Top of Task inputs

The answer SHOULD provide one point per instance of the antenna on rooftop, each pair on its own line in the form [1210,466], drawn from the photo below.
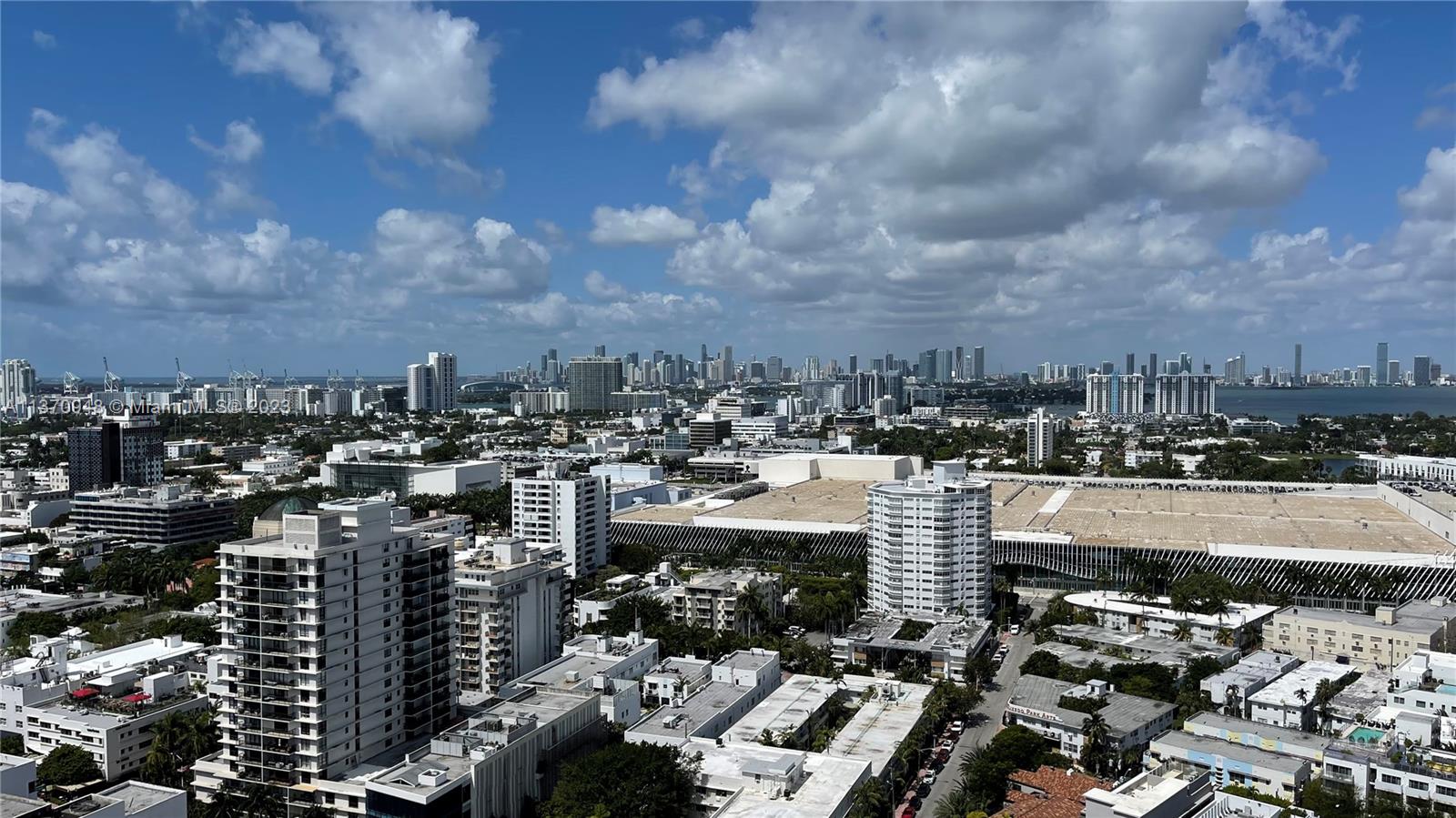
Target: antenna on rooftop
[184,380]
[111,381]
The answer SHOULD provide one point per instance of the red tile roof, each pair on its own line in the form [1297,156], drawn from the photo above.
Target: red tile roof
[1063,793]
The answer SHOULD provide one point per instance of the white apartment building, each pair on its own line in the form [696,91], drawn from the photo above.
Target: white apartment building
[1380,641]
[487,766]
[1040,429]
[929,543]
[612,667]
[1184,395]
[337,647]
[1114,395]
[511,606]
[18,383]
[188,447]
[568,514]
[711,600]
[762,427]
[440,478]
[111,716]
[1289,701]
[1410,468]
[1235,625]
[271,466]
[1036,703]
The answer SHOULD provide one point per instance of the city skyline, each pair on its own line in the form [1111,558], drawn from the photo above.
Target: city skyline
[286,184]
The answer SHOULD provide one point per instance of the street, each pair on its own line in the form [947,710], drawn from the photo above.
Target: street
[982,732]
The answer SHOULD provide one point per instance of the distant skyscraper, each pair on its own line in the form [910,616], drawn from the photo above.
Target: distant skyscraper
[1038,437]
[444,367]
[19,381]
[128,450]
[592,383]
[775,369]
[944,366]
[565,514]
[1184,395]
[420,388]
[1421,370]
[1114,395]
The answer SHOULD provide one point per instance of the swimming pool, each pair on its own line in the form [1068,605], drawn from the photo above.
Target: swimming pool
[1366,735]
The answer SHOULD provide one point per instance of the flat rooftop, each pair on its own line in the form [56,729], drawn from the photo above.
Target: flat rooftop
[1193,745]
[878,727]
[786,709]
[695,711]
[1285,691]
[813,501]
[130,655]
[1191,520]
[137,796]
[1123,713]
[827,783]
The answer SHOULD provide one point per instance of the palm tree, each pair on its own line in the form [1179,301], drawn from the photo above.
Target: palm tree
[1232,706]
[958,803]
[871,800]
[750,607]
[1096,734]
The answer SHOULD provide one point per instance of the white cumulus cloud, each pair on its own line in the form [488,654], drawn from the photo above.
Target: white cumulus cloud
[652,225]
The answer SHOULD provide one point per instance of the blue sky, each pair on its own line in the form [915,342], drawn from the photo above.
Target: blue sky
[339,187]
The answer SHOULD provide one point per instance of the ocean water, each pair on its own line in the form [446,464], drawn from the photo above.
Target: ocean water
[1286,405]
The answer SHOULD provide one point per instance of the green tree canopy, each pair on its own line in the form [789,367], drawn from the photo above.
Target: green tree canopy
[67,764]
[642,781]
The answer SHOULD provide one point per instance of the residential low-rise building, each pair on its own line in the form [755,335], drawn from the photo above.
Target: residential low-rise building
[944,648]
[718,600]
[513,604]
[1037,703]
[111,716]
[1382,641]
[1230,689]
[490,766]
[1289,701]
[676,677]
[737,683]
[443,478]
[1235,626]
[612,667]
[162,516]
[1264,772]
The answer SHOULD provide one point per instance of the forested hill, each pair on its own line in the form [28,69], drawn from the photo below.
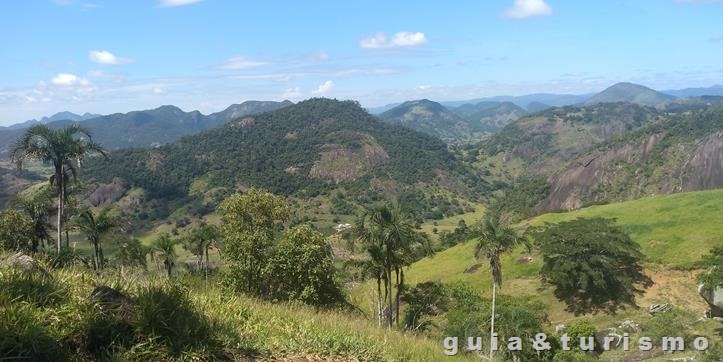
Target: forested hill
[150,127]
[304,149]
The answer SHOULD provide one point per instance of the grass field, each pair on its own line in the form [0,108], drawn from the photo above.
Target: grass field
[673,230]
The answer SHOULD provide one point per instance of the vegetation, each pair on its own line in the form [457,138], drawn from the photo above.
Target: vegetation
[164,249]
[593,264]
[673,230]
[495,240]
[60,148]
[713,264]
[94,227]
[16,230]
[301,268]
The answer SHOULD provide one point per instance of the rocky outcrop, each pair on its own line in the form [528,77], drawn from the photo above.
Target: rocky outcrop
[705,168]
[714,298]
[635,169]
[571,187]
[340,163]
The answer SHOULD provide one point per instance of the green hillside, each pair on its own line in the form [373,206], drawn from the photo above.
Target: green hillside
[148,128]
[629,92]
[429,117]
[182,321]
[306,149]
[674,230]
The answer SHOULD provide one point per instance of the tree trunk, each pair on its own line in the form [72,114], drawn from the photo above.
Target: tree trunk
[169,266]
[390,300]
[60,216]
[95,256]
[400,288]
[379,298]
[396,299]
[205,267]
[492,324]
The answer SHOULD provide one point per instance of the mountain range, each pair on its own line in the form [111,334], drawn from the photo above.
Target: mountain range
[60,116]
[149,128]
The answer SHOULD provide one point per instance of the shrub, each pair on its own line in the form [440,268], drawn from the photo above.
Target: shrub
[165,314]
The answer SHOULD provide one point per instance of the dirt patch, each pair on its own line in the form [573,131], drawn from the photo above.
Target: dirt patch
[473,268]
[678,287]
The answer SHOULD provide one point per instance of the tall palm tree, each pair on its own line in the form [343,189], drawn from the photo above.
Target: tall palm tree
[165,248]
[64,149]
[94,227]
[495,240]
[38,207]
[390,239]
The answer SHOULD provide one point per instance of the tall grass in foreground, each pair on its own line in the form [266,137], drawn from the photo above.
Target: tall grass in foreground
[52,317]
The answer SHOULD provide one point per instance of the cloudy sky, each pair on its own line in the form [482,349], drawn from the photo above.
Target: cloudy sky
[117,56]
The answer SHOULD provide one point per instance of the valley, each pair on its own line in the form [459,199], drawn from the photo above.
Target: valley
[327,171]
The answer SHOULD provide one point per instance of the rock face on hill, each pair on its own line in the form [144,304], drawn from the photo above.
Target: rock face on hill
[632,93]
[681,154]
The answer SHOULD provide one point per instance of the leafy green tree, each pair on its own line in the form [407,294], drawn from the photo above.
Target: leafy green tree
[391,240]
[164,248]
[301,268]
[131,252]
[250,225]
[495,239]
[94,227]
[16,230]
[424,302]
[469,315]
[199,241]
[64,149]
[37,206]
[592,263]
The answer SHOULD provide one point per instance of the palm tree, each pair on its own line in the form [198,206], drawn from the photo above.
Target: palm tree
[38,207]
[495,240]
[94,227]
[390,240]
[165,248]
[61,148]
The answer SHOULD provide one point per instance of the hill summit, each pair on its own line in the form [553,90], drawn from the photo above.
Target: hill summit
[632,93]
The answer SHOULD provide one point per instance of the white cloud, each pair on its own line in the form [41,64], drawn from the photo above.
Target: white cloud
[106,57]
[236,63]
[69,80]
[324,88]
[292,93]
[528,8]
[401,39]
[173,3]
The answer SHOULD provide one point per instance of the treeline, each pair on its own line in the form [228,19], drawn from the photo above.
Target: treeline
[276,151]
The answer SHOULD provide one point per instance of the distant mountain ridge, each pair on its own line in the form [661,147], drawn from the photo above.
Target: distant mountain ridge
[152,127]
[428,117]
[632,93]
[309,148]
[60,116]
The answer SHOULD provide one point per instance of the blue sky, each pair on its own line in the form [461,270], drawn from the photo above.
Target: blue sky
[117,56]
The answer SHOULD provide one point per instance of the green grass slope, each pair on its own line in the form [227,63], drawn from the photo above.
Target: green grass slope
[54,318]
[674,230]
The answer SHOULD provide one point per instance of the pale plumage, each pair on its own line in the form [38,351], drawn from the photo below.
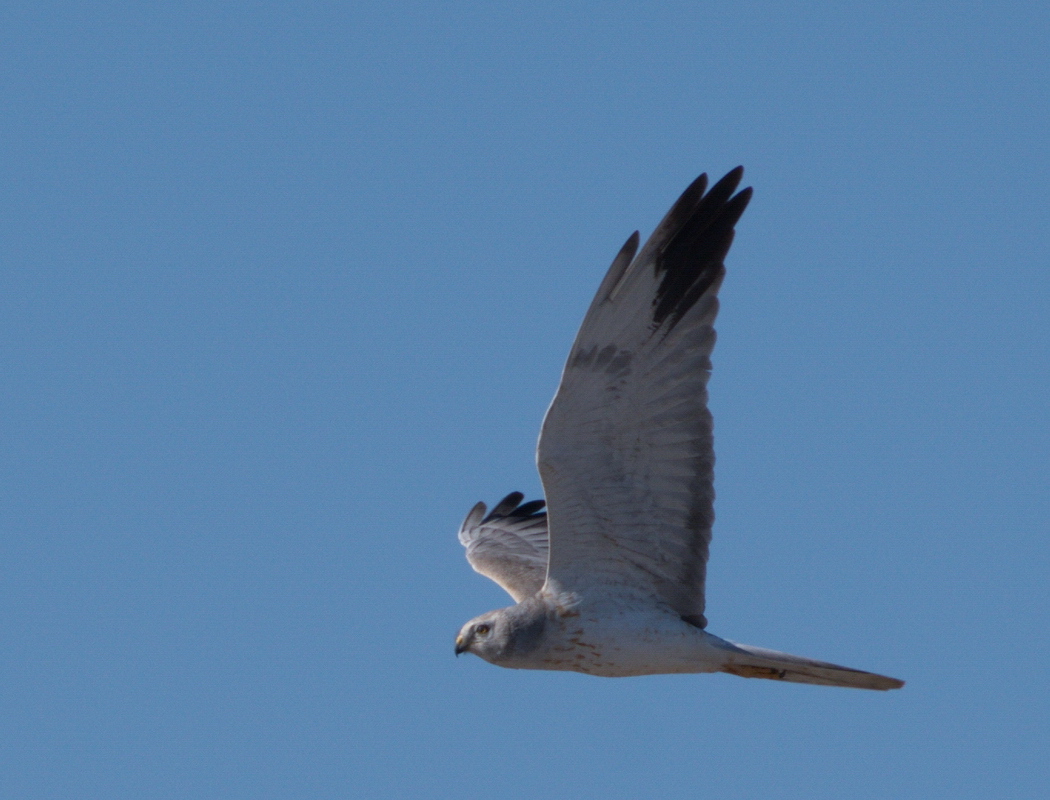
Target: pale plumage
[627,461]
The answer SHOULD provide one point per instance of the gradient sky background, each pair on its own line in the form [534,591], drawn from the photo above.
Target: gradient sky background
[287,288]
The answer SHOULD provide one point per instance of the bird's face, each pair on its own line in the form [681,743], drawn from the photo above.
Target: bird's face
[484,636]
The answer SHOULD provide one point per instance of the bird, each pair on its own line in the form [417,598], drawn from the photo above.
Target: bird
[609,579]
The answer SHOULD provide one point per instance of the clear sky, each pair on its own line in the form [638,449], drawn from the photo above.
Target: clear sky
[286,288]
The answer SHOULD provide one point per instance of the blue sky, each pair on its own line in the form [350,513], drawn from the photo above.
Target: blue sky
[286,289]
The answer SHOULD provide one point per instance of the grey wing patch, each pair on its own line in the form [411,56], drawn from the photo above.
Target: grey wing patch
[626,453]
[509,544]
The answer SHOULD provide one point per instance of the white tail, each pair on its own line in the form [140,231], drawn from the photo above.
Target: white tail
[751,661]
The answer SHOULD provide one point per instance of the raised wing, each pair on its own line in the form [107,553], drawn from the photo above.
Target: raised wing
[626,453]
[509,545]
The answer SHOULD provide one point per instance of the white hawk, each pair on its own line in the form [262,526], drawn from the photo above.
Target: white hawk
[609,581]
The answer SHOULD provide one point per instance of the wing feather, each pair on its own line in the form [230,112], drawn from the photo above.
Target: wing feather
[626,453]
[509,544]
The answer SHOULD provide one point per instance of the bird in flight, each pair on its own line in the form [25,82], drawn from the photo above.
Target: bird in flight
[609,580]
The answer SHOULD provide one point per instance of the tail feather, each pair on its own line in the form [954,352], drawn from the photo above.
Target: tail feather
[751,661]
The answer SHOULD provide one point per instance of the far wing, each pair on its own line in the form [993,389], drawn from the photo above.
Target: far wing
[509,545]
[626,451]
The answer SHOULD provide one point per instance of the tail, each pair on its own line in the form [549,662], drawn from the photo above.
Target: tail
[751,661]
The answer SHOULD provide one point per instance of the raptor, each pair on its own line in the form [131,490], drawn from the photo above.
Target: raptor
[609,580]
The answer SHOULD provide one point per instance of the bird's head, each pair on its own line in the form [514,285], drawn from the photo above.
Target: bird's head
[505,635]
[486,636]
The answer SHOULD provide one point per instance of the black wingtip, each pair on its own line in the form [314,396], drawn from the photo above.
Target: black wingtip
[691,255]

Bottom of Task inputs

■ Your task
Make an exact copy of the records from their first line through the line containing "[696,91], drawn from the photo above.", both ends included, with the pictures omitted.

■ Reply to the task
The answer SHOULD provide one point per instance of the antenna on rooftop, each pair on its own line in the form [1210,466], drawn from the photo below.
Target: antenna on rooftop
[184,380]
[111,381]
The answer SHOULD provide one point per instance of the red tile roof, each pair on its own line in the form [1297,156], drawn from the photo above.
Target: red tile roof
[1063,793]
The answer SHOULD provide one point per instance of the white apartment building, each pair on its own line in the form [696,91], drawn from the photo above.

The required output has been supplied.